(Point localization data)

---

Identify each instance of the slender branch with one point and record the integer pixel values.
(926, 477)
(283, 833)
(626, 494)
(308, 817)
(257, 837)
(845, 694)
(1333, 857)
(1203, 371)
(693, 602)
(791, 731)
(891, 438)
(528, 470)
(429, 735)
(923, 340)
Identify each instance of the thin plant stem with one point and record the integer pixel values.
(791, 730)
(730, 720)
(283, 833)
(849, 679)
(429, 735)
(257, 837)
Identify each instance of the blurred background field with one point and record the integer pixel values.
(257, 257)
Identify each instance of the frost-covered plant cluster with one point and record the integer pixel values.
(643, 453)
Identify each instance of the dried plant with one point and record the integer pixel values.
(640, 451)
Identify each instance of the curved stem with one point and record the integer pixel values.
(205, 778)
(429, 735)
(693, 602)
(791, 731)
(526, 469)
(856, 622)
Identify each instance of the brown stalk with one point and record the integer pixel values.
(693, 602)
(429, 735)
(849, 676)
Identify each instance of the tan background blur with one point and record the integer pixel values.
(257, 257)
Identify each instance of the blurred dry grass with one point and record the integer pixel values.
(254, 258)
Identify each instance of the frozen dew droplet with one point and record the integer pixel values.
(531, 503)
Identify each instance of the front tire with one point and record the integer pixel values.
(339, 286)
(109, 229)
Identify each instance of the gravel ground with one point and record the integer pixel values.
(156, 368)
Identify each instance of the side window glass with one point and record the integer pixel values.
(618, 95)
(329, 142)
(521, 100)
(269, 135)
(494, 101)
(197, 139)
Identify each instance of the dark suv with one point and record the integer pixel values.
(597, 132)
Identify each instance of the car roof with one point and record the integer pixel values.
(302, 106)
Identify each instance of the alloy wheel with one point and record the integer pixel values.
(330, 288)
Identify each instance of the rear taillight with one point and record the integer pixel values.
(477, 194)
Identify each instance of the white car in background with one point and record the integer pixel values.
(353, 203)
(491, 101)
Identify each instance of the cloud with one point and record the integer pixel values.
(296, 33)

---

#### Activity
For this exercise, retype each entry from above exactly as it stands.

#### Problem solution
Identify each instance of the slender branch with one point and record the integer pixel values.
(926, 477)
(283, 833)
(626, 494)
(308, 817)
(257, 837)
(845, 694)
(1333, 857)
(1203, 371)
(693, 602)
(791, 731)
(891, 438)
(528, 470)
(429, 735)
(923, 340)
Identify each instance of the thin plant stem with one point and record the integer pixel values.
(791, 730)
(730, 720)
(283, 833)
(849, 679)
(429, 735)
(257, 837)
Identify each instance of the blurred background field with one point and record the integer pixel values.
(257, 257)
Identify each instance of the frost-covered plant cluster with one point and record the integer pixel values.
(643, 453)
Identify each instance of the dried plant with one point and record the integer pixel values.
(640, 451)
Identify each instance of the curved stem with one point and record the integer pixel values.
(205, 778)
(429, 735)
(693, 602)
(791, 731)
(526, 469)
(856, 622)
Identify each instance of the brown stalk with one point and record the integer pixel values.
(693, 602)
(429, 735)
(849, 676)
Identify each instance of the tan background blur with one point and record the integer pixel values.
(257, 257)
Identify each instance of the blurred dry grass with one point and record the integer pixel values.
(254, 258)
Identify each instance of the frozen dew droplet with one point and record the integer pixel values.
(531, 503)
Identify each instance of the front tire with one point and record the integer pixel values.
(339, 286)
(109, 229)
Identify each instance of the gravel ground with one point and record the integer pixel values.
(156, 368)
Identify each instance of the side window glass with one point and record the integer pixel values.
(618, 95)
(329, 142)
(521, 100)
(269, 135)
(494, 101)
(197, 139)
Identify each instance of the dark suv with one point and record the integer pixel values.
(597, 132)
Identify each instance of the car roof with one point and record the integer pixel values.
(302, 106)
Identify each instance of the alloy wheel with one point and record the integer pixel values.
(330, 288)
Identify each instance of the rear taillight with one point and record the integer pixel values.
(477, 194)
Identify each instance of the white car in background with one point and record the integer pixel values.
(353, 203)
(491, 101)
Identify each instance of the cloud with one point and record the integer pixel values.
(296, 33)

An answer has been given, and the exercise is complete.